(Labeled contour entries)
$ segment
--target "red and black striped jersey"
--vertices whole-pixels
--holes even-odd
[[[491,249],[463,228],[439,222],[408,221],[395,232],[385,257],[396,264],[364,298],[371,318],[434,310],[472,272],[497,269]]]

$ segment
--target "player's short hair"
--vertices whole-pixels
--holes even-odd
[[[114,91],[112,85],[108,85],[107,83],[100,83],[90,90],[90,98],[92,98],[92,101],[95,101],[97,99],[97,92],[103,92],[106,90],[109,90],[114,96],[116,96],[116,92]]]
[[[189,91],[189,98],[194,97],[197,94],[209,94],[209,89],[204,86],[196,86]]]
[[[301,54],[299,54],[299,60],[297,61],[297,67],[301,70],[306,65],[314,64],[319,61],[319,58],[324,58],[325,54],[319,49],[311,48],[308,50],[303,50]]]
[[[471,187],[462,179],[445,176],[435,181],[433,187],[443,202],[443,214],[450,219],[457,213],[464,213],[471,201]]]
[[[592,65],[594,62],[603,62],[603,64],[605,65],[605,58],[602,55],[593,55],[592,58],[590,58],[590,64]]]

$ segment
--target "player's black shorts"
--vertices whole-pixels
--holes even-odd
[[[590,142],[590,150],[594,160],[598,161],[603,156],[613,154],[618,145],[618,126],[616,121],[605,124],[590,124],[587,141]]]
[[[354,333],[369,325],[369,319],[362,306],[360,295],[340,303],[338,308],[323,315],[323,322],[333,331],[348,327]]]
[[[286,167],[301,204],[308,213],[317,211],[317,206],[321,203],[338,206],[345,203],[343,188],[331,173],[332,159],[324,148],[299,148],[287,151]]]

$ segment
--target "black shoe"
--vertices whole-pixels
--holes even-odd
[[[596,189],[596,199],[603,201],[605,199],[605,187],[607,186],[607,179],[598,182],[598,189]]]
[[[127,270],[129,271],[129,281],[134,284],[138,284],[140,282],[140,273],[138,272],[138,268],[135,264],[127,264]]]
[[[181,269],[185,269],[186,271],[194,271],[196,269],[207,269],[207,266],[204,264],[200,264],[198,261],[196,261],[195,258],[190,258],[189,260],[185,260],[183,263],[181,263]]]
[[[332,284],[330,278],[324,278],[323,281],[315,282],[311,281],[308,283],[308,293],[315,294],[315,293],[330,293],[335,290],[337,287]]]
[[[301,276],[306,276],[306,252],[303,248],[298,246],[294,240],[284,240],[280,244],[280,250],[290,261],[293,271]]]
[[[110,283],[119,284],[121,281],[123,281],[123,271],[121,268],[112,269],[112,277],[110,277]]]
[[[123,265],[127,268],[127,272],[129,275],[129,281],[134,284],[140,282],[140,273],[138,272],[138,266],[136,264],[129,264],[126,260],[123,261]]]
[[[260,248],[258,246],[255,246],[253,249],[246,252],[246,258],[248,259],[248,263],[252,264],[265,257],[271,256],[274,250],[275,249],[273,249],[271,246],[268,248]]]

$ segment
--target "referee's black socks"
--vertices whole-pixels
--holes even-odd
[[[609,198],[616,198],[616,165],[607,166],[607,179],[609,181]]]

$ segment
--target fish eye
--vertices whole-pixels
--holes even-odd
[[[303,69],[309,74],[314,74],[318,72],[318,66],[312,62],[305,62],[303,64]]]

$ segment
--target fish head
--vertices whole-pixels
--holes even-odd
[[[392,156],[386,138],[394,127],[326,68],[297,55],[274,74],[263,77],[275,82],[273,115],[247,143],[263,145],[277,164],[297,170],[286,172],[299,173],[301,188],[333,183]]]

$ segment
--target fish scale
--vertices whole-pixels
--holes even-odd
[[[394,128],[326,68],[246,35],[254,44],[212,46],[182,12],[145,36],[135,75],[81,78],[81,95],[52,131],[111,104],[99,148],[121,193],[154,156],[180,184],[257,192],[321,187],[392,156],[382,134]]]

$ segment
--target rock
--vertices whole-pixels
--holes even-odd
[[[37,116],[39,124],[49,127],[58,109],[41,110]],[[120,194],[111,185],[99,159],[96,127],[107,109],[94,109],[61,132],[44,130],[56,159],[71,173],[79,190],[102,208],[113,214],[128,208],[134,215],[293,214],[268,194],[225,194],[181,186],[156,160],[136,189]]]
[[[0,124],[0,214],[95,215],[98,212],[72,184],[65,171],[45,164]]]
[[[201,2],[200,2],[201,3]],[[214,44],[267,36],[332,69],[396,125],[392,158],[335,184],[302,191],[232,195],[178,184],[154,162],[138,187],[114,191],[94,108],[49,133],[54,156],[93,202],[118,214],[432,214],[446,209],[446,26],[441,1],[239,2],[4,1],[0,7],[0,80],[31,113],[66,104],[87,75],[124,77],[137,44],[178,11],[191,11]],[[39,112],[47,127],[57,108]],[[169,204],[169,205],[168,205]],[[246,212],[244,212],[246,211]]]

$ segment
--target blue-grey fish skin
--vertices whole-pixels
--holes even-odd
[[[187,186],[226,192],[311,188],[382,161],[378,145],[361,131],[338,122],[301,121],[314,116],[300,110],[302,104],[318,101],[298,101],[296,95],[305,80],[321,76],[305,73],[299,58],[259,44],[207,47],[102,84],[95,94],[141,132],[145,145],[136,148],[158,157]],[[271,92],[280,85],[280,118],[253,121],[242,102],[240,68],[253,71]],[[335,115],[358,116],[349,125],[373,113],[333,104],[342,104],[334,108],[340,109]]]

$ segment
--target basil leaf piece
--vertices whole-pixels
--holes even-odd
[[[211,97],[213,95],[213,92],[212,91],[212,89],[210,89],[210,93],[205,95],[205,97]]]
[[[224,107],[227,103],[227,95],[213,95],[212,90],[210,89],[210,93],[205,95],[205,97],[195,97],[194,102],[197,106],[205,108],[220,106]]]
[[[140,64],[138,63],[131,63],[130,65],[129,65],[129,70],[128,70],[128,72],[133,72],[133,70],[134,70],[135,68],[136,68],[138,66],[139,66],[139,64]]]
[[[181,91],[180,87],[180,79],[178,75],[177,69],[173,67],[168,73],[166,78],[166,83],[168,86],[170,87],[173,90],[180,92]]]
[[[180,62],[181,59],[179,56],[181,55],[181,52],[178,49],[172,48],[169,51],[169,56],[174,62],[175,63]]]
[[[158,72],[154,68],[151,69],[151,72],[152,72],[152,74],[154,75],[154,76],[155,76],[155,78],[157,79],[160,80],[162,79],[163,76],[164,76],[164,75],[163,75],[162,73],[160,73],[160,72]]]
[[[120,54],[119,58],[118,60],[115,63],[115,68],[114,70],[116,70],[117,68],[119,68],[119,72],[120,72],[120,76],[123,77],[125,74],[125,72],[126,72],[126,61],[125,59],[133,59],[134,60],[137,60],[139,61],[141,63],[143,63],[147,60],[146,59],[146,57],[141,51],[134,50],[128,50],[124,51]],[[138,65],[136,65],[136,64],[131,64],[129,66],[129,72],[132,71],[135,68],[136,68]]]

THE PROBLEM:
Pick out every line above that contains the string "black", and copy each of those lines. Case counts.

EXERCISE OUTPUT:
--target "red and black striped jersey"
--target "player's black shorts"
--target "black shoe"
--target "referee's black socks"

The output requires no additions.